STATED EXERCISE ▸ Return each of the records below word for word, keeping every line unchanged.

### EXERCISE INPUTS

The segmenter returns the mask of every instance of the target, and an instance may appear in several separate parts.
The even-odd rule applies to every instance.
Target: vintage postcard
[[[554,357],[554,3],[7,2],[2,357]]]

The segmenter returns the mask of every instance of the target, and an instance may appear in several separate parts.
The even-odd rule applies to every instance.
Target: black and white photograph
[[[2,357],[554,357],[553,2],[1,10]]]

######

FINAL RESULT ▸
The segmenter returns the mask of every instance of the target, and an instance may appear in several separate parts.
The even-odd rule applies to every instance.
Target: vintage postcard
[[[554,357],[554,3],[7,2],[2,357]]]

The segmenter returns the mask of every instance of the target, and an instance may appear in several separate parts.
The even-odd rule applies to every instance.
Target: black and white photograph
[[[2,357],[554,357],[553,2],[1,10]]]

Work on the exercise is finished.